» **Passage given**:
************

Intermediate

1D DP Problems

Six classic problems where the DP state is a single variable. Each problem follows the progression: brute force recursion, memoization, tabulation, and space optimization. These problems appear in over 60% of coding interviews that include DP.

Problem 1: Climbing Stairs

Problem: You are climbing a staircase with n steps. Each time you can climb 1 or 2 steps. How many distinct ways can you reach the top?

State: dp[i] = number of ways to reach step i.

Recurrence: dp[i] = dp[i-1] + dp[i-2] (you arrive from one step below or two steps below).

# Brute force: O(2^n) time
def climb_brute(n):
    if n <= 1:
        return 1
    return climb_brute(n - 1) + climb_brute(n - 2)

# Memoization: O(n) time, O(n) space
from functools import lru_cache

@lru_cache(maxsize=None)
def climb_memo(n):
    if n <= 1:
        return 1
    return climb_memo(n - 1) + climb_memo(n - 2)

# Tabulation: O(n) time, O(1) space
def climb_tab(n):
    if n <= 1:
        return 1
    prev2, prev1 = 1, 1
    for i in range(2, n + 1):
        curr = prev1 + prev2
        prev2 = prev1
        prev1 = curr
    return prev1

# Test: climb_tab(5) = 8, climb_tab(10) = 89

Problem 2: House Robber

Problem: You are a robber planning to rob houses along a street. Each house has a certain amount of money. Adjacent houses have connected security systems — if two adjacent houses are robbed on the same night, the police are alerted. Find the maximum amount you can rob without alerting the police.

State: dp[i] = maximum money from robbing houses 0..i.

Recurrence: dp[i] = max(dp[i-1], dp[i-2] + nums[i]). Either skip house i (take dp[i-1]) or rob house i (take dp[i-2] + nums[i]).

# Brute force: O(2^n) time - try every subset of non-adjacent houses
def rob_brute(nums, i=None):
    if i is None:
        i = len(nums) - 1
    if i < 0:
        return 0
    # Choice: skip house i, or rob house i and skip i-1
    return max(rob_brute(nums, i - 1),
               rob_brute(nums, i - 2) + nums[i])

# Memoization: O(n) time, O(n) space
def rob_memo(nums):
    memo = {}
    def dp(i):
        if i < 0:
            return 0
        if i in memo:
            return memo[i]
        memo[i] = max(dp(i - 1), dp(i - 2) + nums[i])
        return memo[i]
    return dp(len(nums) - 1)

# Tabulation: O(n) time, O(1) space
def rob_tab(nums):
    if not nums:
        return 0
    if len(nums) == 1:
        return nums[0]
    prev2, prev1 = 0, nums[0]
    for i in range(1, len(nums)):
        curr = max(prev1, prev2 + nums[i])
        prev2 = prev1
        prev1 = curr
    return prev1

# Test: rob_tab([2,7,9,3,1]) = 12 (rob houses 0,2,4: 2+9+1=12)

💡

Pattern insight: House robber is the "include/exclude" pattern. At each step you decide to include the current element (and skip the previous) or exclude it. This pattern appears in dozens of DP problems.

************

» **Task input**:
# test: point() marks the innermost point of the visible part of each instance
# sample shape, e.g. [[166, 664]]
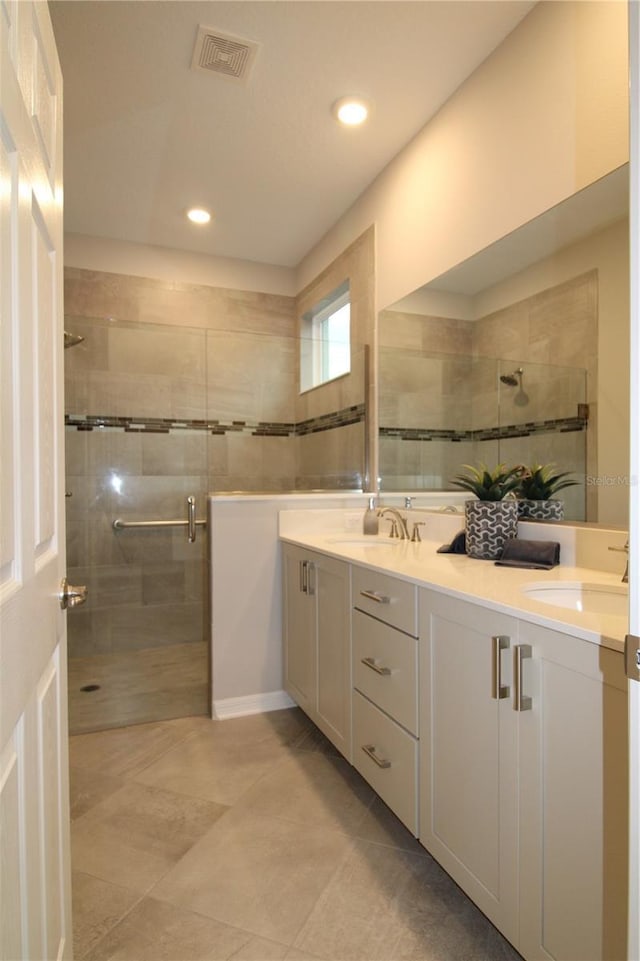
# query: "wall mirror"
[[519, 354]]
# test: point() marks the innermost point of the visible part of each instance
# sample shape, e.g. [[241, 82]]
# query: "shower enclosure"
[[439, 411], [157, 416]]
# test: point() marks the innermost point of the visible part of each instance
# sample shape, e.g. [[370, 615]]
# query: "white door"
[[34, 806], [634, 470]]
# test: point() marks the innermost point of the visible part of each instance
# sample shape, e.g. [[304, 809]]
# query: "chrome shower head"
[[70, 340], [513, 379]]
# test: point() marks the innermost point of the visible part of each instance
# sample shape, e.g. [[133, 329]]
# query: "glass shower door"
[[135, 451]]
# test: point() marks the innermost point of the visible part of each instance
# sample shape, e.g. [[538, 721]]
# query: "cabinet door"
[[331, 585], [468, 752], [573, 800], [299, 629]]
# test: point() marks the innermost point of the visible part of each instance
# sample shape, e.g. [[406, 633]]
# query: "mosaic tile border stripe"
[[164, 425], [561, 425]]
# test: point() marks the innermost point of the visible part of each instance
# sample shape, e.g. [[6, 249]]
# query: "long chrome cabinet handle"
[[191, 519], [370, 751], [370, 662], [520, 701], [500, 642], [374, 596]]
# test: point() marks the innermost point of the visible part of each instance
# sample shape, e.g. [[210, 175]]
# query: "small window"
[[325, 344]]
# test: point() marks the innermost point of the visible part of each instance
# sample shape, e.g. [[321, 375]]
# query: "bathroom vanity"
[[493, 724]]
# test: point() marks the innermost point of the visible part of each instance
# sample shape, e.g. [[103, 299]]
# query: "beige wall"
[[175, 266], [544, 116]]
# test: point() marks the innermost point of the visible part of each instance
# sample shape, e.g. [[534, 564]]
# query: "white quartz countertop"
[[497, 588]]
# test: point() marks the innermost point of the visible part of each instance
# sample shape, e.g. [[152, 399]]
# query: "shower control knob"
[[71, 596]]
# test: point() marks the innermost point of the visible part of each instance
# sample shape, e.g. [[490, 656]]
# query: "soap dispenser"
[[370, 519]]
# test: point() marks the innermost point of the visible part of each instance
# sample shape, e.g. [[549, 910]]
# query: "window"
[[325, 344]]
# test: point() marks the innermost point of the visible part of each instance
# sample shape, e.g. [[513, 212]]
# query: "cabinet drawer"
[[385, 597], [385, 668], [390, 761]]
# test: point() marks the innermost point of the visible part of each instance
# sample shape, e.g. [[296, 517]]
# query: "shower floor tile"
[[132, 687]]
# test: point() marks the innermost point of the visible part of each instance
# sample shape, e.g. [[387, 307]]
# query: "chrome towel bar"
[[119, 525], [190, 523]]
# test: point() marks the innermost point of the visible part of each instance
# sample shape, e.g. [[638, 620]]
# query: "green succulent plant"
[[489, 485], [540, 483]]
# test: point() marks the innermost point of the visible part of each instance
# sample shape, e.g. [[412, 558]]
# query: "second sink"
[[581, 596]]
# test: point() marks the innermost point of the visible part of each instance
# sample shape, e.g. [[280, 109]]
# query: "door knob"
[[71, 596]]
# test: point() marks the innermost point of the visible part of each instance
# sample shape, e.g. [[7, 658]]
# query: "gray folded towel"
[[457, 546], [537, 555]]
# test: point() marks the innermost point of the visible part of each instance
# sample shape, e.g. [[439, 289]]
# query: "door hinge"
[[632, 657]]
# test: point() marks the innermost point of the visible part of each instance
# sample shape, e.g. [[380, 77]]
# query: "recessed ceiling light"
[[198, 215], [351, 111]]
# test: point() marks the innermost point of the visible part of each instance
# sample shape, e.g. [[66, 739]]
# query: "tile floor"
[[136, 686], [251, 839]]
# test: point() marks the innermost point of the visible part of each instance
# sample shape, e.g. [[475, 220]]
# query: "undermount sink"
[[581, 596], [371, 540]]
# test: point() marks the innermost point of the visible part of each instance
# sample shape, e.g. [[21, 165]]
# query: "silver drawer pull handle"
[[370, 751], [500, 642], [374, 596], [521, 701], [370, 662], [191, 519]]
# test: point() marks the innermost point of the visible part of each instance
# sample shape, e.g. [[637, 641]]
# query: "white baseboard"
[[251, 704]]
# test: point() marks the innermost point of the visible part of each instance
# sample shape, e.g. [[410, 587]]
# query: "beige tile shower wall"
[[419, 391], [407, 465], [558, 327], [357, 264], [135, 370], [93, 293]]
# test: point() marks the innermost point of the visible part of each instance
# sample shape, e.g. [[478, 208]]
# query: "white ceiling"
[[146, 136]]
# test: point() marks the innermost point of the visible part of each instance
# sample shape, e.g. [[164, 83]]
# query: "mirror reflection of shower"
[[514, 379], [71, 340]]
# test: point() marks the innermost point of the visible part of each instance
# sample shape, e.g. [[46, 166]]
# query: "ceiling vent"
[[221, 53]]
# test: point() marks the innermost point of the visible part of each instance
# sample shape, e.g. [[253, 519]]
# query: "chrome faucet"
[[398, 524], [624, 550]]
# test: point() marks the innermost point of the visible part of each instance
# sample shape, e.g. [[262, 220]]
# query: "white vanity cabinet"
[[317, 640], [469, 752], [523, 776], [385, 695], [572, 799]]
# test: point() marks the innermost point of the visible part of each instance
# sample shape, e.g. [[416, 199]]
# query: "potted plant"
[[492, 518], [535, 492]]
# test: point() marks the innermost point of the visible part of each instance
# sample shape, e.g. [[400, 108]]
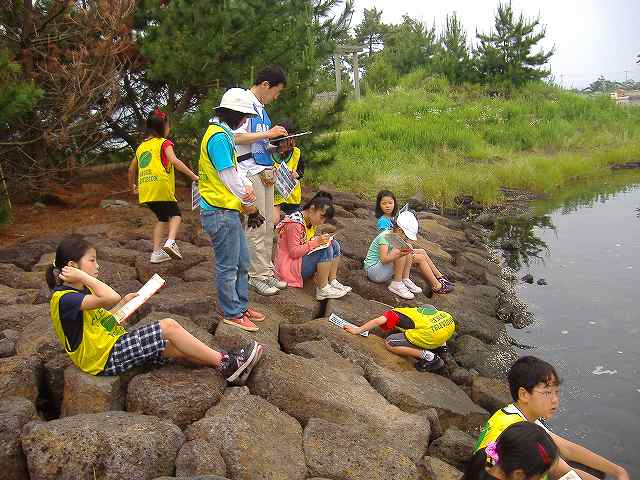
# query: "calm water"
[[587, 246]]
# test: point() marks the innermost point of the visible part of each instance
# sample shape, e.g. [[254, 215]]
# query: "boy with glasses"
[[534, 386]]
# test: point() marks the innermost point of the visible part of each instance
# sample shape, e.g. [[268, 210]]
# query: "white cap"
[[408, 222], [239, 100]]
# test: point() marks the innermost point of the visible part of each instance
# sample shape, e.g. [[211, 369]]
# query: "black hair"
[[231, 117], [522, 446], [156, 122], [71, 249], [273, 74], [323, 201], [527, 372], [380, 196]]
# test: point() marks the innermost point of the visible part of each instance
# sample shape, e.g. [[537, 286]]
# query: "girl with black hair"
[[98, 345], [153, 166], [300, 254], [524, 451]]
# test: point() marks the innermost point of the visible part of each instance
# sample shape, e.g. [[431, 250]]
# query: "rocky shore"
[[321, 404]]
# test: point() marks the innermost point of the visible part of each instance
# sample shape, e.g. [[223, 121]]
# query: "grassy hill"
[[425, 135]]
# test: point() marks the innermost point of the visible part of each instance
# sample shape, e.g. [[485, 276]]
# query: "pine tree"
[[505, 56]]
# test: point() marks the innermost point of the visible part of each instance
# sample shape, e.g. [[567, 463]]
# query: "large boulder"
[[84, 393], [18, 317], [110, 445], [354, 452], [490, 393], [255, 439], [176, 393], [363, 350], [454, 447], [307, 388], [415, 391], [15, 412], [20, 376]]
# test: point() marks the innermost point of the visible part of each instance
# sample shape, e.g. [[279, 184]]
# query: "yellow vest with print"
[[100, 332], [155, 183], [212, 189], [432, 327], [296, 195]]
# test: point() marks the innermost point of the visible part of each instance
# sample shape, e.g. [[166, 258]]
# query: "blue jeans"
[[232, 260], [310, 261]]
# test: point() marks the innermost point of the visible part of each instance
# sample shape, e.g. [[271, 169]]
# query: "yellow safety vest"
[[155, 183], [212, 189], [432, 327], [100, 331], [296, 195]]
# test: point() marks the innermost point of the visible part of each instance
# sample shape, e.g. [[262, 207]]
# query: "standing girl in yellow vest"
[[98, 345], [422, 333], [155, 163], [288, 153]]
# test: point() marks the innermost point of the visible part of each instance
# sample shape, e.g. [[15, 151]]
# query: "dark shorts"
[[139, 346], [164, 210]]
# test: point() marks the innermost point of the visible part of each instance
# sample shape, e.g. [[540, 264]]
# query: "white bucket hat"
[[239, 100], [408, 222]]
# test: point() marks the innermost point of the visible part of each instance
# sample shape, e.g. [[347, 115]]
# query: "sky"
[[591, 37]]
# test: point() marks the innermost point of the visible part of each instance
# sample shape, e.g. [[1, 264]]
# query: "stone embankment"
[[321, 404]]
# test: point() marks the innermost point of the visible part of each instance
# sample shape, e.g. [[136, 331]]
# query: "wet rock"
[[114, 445], [307, 388], [490, 393], [15, 412], [470, 351], [179, 394], [415, 391], [85, 393], [345, 452], [436, 469], [255, 439], [20, 376], [454, 447]]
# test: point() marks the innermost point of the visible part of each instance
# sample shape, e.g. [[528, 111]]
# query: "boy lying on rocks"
[[421, 333]]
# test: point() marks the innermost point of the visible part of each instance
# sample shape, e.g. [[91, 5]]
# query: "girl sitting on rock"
[[98, 345], [524, 451], [384, 263], [296, 259], [422, 333]]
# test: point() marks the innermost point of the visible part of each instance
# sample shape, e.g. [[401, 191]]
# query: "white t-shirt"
[[249, 167]]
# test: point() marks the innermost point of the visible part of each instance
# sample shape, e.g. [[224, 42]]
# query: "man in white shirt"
[[256, 163]]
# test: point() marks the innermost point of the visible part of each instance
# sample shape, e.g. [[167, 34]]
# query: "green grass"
[[427, 136]]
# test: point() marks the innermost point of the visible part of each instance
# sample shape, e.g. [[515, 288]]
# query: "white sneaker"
[[263, 287], [329, 292], [413, 288], [275, 282], [159, 257], [171, 248], [401, 290], [336, 284]]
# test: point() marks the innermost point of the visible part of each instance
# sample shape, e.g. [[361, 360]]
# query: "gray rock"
[[110, 445], [308, 388], [454, 447], [470, 352], [14, 413], [415, 392], [436, 469], [255, 439], [347, 453], [490, 393], [179, 394]]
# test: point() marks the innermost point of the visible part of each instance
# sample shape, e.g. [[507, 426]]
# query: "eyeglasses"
[[549, 393]]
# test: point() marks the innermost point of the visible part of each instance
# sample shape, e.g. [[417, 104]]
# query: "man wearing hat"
[[256, 162], [224, 195]]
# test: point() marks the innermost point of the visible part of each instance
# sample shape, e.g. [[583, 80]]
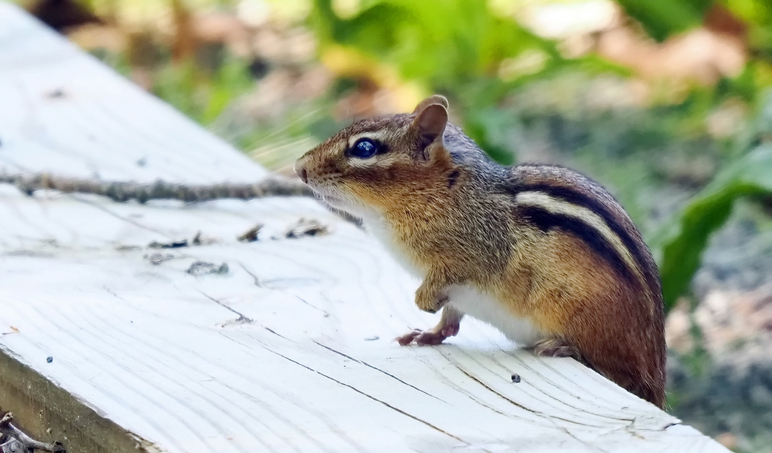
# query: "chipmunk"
[[540, 252]]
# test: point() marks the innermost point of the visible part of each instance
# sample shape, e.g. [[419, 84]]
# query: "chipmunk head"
[[372, 162]]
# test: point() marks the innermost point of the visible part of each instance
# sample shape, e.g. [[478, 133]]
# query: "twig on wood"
[[22, 442], [125, 191]]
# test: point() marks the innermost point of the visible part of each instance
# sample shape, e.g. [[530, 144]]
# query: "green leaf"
[[683, 240], [663, 18]]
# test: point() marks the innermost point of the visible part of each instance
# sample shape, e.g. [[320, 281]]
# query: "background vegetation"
[[665, 102]]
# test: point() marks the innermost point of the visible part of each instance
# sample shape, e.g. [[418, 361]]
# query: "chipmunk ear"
[[430, 123], [436, 99]]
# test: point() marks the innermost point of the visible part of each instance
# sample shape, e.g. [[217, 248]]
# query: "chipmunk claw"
[[429, 337]]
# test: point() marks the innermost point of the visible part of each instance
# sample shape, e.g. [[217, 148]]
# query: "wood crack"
[[361, 362], [367, 395]]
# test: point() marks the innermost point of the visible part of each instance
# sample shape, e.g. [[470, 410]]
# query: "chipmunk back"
[[541, 252]]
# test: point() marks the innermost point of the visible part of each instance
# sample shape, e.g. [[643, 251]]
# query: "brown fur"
[[454, 217]]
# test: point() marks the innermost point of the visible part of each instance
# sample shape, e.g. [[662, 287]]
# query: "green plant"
[[684, 238]]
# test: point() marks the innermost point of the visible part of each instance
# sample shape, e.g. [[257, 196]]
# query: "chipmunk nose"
[[300, 169]]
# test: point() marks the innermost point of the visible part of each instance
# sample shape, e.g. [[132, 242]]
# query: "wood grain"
[[291, 349]]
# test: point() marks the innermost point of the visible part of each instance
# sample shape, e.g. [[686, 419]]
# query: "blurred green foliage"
[[661, 19], [201, 95], [684, 238]]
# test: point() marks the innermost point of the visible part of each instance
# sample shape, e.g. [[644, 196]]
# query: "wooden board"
[[289, 350]]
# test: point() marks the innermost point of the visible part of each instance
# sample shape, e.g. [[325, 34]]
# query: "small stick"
[[125, 191], [28, 443]]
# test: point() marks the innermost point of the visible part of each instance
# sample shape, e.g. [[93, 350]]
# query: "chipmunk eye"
[[364, 148]]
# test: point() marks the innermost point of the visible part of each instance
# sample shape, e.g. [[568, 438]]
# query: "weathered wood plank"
[[289, 350]]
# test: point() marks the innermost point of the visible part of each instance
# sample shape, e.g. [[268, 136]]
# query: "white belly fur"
[[465, 298], [481, 306]]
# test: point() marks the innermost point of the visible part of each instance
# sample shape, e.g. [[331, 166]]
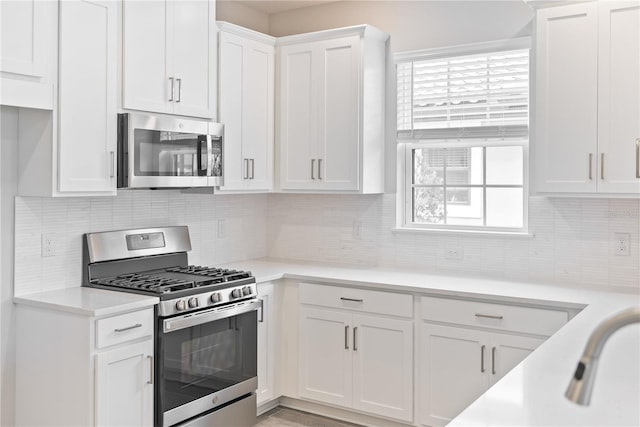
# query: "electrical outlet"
[[621, 242], [454, 252], [49, 244], [357, 230], [222, 232]]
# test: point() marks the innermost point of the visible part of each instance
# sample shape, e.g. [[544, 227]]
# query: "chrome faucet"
[[581, 385]]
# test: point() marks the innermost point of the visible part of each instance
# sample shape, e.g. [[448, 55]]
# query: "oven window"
[[203, 359]]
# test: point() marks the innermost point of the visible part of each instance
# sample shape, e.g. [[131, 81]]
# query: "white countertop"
[[533, 392], [87, 301]]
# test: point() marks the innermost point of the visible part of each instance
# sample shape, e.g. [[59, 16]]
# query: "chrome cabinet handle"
[[489, 316], [638, 158], [261, 320], [493, 360], [137, 325], [346, 337], [351, 299], [179, 90], [150, 358], [355, 345]]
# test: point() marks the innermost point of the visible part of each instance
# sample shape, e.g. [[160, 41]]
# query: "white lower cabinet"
[[466, 346], [124, 391], [354, 360], [266, 344], [84, 371], [458, 365]]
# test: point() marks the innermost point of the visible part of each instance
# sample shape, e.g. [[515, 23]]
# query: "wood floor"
[[292, 418]]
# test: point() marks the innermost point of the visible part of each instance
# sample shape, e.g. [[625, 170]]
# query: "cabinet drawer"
[[529, 320], [357, 299], [125, 327]]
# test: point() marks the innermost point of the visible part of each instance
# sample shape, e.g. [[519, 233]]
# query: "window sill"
[[487, 233]]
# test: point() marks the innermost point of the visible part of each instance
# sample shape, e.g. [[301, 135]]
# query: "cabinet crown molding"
[[246, 32], [364, 30]]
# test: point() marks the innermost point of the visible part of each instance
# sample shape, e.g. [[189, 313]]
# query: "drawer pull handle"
[[150, 369], [489, 316], [346, 337], [355, 346], [493, 360], [137, 325], [638, 158]]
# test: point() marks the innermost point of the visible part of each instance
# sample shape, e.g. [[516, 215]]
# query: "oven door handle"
[[189, 320]]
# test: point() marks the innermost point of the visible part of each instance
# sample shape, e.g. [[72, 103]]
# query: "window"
[[463, 134]]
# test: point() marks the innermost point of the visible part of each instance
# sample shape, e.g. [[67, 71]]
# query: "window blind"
[[479, 95]]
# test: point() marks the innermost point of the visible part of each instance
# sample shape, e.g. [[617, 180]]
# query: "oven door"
[[206, 360]]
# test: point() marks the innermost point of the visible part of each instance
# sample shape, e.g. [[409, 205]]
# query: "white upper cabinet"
[[87, 102], [587, 115], [169, 57], [27, 49], [246, 107], [331, 117], [619, 97], [72, 150]]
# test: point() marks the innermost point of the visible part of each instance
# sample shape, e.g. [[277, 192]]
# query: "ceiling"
[[275, 6]]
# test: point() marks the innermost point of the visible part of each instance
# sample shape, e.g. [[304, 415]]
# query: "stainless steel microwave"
[[168, 152]]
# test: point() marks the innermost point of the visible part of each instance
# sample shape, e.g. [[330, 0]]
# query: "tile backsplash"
[[572, 241], [242, 235]]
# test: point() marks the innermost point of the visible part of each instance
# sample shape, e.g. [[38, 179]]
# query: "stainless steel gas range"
[[206, 323]]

************

» **Direction 1**: Repeat the records from their first line up to and including the line with "[[497, 588]]", and leave the pictures out.
» **Direction 2**: Carry on the dynamic programming text from where it stops.
The records are unrelated to the dynamic programming text.

» **Expected output 1**:
# test: point() marks the innermost point of the visible part of each instance
# sample shape, e.g. [[166, 664]]
# query: "wall mirror"
[[519, 354]]
# test: point() marks the innermost point of the visible part of each instance
# sample shape, e.g. [[241, 82]]
# query: "shower enclosure"
[[439, 411], [157, 416]]
# test: point() marks the innermost point of the visible part of each instance
# sample shape, e.g. [[370, 615]]
# query: "white door"
[[34, 806], [634, 470]]
# test: point() marks the innermost point of the visible part of each instance
# sample shape, e.g. [[304, 809]]
# query: "chrome shower head"
[[70, 340], [513, 379]]
# test: point() marks the innermost point of the visible part of each instance
# sample shape, e.g. [[133, 329]]
# query: "glass shower door"
[[135, 451]]
# test: point() marks the innermost point of the visible part of each instance
# sample shape, e.g. [[538, 721]]
# query: "cabinet door"
[[331, 585], [468, 752], [573, 800], [299, 629]]
# test: point() marks the innermost point of the visible part of each instance
# sample shape, e.g. [[406, 633]]
# query: "mosaic tile border stripe"
[[164, 425], [561, 425]]
# test: point() marks the innermost point of the visible part of each instance
# sample shape, e.g. [[6, 249]]
# query: "long chrome cabinet handle"
[[191, 519], [370, 751], [370, 662], [520, 701], [500, 642], [374, 596]]
# test: point() marks the innermost point of the visible part of each instance
# sample shape, e.g. [[210, 175]]
# query: "small window"
[[325, 344]]
# test: point() marks the innermost point of the visible part of each instance
# sample shape, e.g. [[321, 375]]
# query: "bathroom vanity"
[[493, 724]]
# test: point() marks the innermost point of the visible part of each instance
# sample shape, e.g. [[103, 299]]
# query: "beige wall"
[[175, 266], [544, 116]]
# test: point() marks the innermost point of the visible part of each instance
# sample shape, e.g. [[534, 564]]
# query: "white quartz countertop"
[[497, 588]]

» **Expected output 2**:
Problem 3: Coin Change

Problem: Given coins of different denominations and a total amount, find the minimum number of coins needed to make that amount. Return -1 if it cannot be made.

State: dp[amount] = minimum coins to make this amount.

Recurrence: dp[amount] = min(dp[amount - coin] + 1) for each coin.

# Brute force: O(S^n) time where S = amount, n = number of coins
def coin_brute(coins, amount):
    if amount == 0:
        return 0
    if amount < 0:
        return float('inf')
    result = float('inf')
    for coin in coins:
        sub = coin_brute(coins, amount - coin)
        result = min(result, sub + 1)
    return result if result != float('inf') else -1

# Memoization: O(amount * len(coins)) time
def coin_memo(coins, amount):
    memo = {}
    def dp(rem):
        if rem == 0:
            return 0
        if rem < 0:
            return float('inf')
        if rem in memo:
            return memo[rem]
        memo[rem] = float('inf')
        for coin in coins:
            memo[rem] = min(memo[rem], dp(rem - coin) + 1)
        return memo[rem]
    result = dp(amount)
    return result if result != float('inf') else -1

# Tabulation: O(amount * len(coins)) time, O(amount) space
def coin_tab(coins, amount):
    dp = [float('inf')] * (amount + 1)
    dp[0] = 0
    for i in range(1, amount + 1):
        for coin in coins:
            if coin <= i and dp[i - coin] + 1 < dp[i]:
                dp[i] = dp[i - coin] + 1
    return dp[amount] if dp[amount] != float('inf') else -1

# Test: coin_tab([1,5,10,25], 30) = 2 (one 5 + one 25)

Problem 4: Longest Increasing Subsequence (LIS)

Problem: Given an integer array, find the length of the longest strictly increasing subsequence.

State: dp[i] = length of the longest increasing subsequence ending at index i.

Recurrence: dp[i] = max(dp[j] + 1) for all j < i where nums[j] < nums[i].

# Brute force: O(2^n) - try all subsequences
def lis_brute(nums):
    def helper(prev_idx, curr_idx):
        if curr_idx == len(nums):
            return 0
        # Option 1: skip current element
        taken = 0
        not_taken = helper(prev_idx, curr_idx + 1)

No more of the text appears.